▸ **What the task requires**
Output the lines from the one containing "black backpack visible." through the one containing "[349,289,1456,620]", both included, as a JSON list of strings with one string per line and blank lines omitted.

▸ **Data entries**
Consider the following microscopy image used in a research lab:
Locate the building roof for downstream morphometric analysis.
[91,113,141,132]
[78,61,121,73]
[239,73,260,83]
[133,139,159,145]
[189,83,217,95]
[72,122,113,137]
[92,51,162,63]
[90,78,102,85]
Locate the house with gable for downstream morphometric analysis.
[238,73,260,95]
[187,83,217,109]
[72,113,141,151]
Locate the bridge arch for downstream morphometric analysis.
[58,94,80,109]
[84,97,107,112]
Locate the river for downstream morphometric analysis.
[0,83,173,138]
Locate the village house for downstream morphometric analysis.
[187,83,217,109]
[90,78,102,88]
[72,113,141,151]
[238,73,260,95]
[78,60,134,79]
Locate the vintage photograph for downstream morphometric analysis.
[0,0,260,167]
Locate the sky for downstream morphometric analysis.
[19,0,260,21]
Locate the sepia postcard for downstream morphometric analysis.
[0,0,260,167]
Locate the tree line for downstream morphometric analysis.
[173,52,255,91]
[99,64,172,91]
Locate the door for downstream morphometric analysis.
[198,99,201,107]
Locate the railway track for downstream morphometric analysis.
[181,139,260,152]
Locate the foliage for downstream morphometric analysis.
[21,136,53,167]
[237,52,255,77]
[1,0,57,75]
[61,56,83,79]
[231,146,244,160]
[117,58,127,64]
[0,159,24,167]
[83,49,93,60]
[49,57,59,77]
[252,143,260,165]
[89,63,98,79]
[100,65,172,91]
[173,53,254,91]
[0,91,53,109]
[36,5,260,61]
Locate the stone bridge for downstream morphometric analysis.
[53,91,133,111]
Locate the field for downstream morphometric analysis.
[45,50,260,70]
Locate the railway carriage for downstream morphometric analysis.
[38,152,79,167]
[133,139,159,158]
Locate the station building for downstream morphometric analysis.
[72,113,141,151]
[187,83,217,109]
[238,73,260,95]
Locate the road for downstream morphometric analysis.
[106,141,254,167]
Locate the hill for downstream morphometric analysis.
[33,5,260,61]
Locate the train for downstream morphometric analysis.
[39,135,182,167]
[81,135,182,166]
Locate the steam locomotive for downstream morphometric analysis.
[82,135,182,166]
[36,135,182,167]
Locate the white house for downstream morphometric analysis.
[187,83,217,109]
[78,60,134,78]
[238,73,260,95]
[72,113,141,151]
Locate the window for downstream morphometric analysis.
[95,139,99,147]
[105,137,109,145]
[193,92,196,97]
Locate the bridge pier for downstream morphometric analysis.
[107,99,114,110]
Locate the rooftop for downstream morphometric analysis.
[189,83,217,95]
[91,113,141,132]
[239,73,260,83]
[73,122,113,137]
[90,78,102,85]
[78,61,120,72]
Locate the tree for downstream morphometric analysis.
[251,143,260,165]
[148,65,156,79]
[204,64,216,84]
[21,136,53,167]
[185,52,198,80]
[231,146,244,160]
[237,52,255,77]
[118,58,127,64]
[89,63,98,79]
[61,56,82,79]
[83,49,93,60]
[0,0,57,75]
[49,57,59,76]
* * *
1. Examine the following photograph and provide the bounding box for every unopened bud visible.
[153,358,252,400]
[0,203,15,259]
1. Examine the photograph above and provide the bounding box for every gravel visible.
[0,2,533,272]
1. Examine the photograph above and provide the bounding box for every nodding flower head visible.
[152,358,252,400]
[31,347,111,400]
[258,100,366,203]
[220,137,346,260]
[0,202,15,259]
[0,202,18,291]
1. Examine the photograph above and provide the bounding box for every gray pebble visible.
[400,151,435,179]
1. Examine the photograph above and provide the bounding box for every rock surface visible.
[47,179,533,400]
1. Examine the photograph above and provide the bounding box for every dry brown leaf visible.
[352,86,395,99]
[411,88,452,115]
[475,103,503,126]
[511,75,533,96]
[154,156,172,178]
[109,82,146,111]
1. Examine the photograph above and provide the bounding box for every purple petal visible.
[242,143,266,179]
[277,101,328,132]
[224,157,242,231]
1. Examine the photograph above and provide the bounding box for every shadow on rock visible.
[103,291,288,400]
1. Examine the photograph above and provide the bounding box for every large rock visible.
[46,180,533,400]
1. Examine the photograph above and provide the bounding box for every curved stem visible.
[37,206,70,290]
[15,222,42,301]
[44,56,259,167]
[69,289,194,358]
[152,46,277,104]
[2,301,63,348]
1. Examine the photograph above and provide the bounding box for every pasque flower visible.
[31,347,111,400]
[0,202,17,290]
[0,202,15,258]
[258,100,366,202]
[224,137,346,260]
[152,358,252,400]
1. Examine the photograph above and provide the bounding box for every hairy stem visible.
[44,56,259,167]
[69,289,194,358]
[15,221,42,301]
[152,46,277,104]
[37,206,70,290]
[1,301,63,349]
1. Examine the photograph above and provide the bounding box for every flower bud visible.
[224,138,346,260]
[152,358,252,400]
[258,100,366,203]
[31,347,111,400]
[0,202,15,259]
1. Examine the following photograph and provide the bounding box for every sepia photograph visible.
...
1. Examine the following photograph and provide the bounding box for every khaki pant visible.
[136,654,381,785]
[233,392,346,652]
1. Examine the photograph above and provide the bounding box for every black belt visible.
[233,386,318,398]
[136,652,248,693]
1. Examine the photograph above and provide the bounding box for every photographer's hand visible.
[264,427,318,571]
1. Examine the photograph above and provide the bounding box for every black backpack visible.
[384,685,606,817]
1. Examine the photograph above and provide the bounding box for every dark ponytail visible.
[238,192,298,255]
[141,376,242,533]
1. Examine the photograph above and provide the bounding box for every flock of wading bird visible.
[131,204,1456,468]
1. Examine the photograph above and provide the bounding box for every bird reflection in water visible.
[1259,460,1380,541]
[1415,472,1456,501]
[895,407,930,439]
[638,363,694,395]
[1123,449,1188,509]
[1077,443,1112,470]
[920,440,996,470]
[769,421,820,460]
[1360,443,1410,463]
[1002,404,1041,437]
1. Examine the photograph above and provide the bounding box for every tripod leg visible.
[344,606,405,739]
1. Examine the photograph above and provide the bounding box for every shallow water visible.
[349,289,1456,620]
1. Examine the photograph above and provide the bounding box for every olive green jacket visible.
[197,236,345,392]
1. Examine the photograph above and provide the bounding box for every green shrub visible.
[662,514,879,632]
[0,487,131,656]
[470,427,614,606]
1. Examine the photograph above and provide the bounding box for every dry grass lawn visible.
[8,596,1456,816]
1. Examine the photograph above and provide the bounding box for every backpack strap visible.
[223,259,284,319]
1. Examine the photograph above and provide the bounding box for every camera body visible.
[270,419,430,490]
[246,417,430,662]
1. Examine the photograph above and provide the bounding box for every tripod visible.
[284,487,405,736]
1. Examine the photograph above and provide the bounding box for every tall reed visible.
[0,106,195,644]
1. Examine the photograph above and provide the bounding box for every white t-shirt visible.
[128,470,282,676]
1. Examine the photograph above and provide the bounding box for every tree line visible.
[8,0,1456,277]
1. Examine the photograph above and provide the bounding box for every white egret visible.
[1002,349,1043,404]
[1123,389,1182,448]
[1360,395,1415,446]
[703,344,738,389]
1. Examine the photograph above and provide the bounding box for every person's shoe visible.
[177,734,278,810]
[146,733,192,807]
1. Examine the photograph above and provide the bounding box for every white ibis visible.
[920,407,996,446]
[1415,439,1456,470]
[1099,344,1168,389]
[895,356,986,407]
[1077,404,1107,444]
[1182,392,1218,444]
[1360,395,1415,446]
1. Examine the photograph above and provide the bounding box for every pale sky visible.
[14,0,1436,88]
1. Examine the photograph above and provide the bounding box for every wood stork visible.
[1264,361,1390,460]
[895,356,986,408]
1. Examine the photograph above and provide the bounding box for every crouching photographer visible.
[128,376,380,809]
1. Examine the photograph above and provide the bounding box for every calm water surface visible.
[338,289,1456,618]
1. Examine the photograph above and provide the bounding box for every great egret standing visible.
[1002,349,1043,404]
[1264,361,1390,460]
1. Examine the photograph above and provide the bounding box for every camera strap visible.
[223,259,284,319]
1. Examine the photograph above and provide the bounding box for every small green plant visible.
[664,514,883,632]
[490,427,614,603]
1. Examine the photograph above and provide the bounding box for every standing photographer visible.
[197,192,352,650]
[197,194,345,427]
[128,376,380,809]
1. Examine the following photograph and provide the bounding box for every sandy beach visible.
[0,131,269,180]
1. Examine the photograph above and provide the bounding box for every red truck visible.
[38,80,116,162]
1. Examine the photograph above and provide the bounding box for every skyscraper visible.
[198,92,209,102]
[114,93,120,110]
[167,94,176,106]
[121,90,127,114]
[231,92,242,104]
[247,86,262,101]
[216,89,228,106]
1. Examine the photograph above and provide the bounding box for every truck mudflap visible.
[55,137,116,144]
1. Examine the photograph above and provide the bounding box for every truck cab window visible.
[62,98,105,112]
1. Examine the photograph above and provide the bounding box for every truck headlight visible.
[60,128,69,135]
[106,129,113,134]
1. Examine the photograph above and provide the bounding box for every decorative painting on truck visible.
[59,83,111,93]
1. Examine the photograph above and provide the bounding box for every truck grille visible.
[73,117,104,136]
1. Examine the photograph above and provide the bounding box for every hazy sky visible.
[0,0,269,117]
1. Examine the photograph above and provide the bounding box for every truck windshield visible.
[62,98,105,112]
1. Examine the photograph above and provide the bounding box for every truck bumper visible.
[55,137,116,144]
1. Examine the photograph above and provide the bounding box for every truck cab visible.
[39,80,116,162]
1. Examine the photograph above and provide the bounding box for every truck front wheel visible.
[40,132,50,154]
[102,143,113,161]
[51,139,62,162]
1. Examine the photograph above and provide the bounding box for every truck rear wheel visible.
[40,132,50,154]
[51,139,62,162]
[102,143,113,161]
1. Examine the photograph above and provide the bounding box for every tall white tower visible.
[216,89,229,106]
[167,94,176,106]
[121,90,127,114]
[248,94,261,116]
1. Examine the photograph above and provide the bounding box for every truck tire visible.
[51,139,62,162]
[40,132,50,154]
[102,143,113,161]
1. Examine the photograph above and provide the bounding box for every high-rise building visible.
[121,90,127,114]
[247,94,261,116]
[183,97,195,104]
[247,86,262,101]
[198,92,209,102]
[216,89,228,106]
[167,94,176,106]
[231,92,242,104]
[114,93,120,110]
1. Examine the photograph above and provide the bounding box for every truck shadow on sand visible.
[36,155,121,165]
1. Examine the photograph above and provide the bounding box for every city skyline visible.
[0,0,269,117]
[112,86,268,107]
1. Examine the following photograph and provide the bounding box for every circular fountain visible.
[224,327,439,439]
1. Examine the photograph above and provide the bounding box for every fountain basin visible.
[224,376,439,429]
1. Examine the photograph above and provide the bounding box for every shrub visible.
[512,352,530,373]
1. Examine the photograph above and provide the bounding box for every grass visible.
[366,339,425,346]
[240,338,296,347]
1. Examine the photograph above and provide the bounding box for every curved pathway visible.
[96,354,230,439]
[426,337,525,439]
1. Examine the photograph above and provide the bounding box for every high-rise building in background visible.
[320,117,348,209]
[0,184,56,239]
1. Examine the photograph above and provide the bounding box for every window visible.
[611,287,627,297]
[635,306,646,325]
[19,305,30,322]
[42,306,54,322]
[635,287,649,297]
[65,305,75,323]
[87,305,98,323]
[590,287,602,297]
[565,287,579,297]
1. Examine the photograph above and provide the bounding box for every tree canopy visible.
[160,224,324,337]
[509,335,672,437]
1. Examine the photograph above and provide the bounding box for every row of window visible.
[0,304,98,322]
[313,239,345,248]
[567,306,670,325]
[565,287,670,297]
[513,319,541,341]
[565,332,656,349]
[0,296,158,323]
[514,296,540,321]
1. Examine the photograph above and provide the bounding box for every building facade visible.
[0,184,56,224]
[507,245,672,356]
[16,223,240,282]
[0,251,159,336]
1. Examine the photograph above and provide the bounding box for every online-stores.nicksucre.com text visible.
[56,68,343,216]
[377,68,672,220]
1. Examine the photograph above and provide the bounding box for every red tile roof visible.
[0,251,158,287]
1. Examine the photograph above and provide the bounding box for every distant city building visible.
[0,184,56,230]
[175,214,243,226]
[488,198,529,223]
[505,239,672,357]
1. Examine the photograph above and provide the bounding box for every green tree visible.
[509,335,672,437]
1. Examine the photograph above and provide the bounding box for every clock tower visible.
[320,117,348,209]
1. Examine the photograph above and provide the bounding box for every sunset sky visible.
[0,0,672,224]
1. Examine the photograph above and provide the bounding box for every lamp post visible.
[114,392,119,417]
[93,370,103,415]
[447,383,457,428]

▸ **Answer to this exercise**
[
  "1. Examine the photograph above and provide the bounding box for every black backpack visible.",
  "[384,685,606,817]",
  "1. Examine the photograph above and provide the bounding box for every dark ponytail visible.",
  "[238,192,298,255]",
  "[141,376,242,533]",
  "1. Examine the photograph above and provide the bounding box for every flock of wading bird visible.",
  "[131,204,1456,468]",
  "1. Examine the photograph above and provide the bounding box for every bird reflection in water visible.",
  "[1259,460,1380,541]",
  "[1415,472,1456,501]",
  "[895,407,930,439]",
  "[638,363,694,395]",
  "[1123,449,1188,509]",
  "[1077,443,1112,470]",
  "[920,440,996,470]",
  "[769,421,820,460]",
  "[1360,443,1410,463]",
  "[1002,404,1041,437]",
  "1. Examine the photograph above and provide the bounding box for every tripod leg visible.",
  "[344,606,405,739]",
  "1. Examine the photograph above and provide the bounding box for every shallow water visible.",
  "[349,289,1456,620]"
]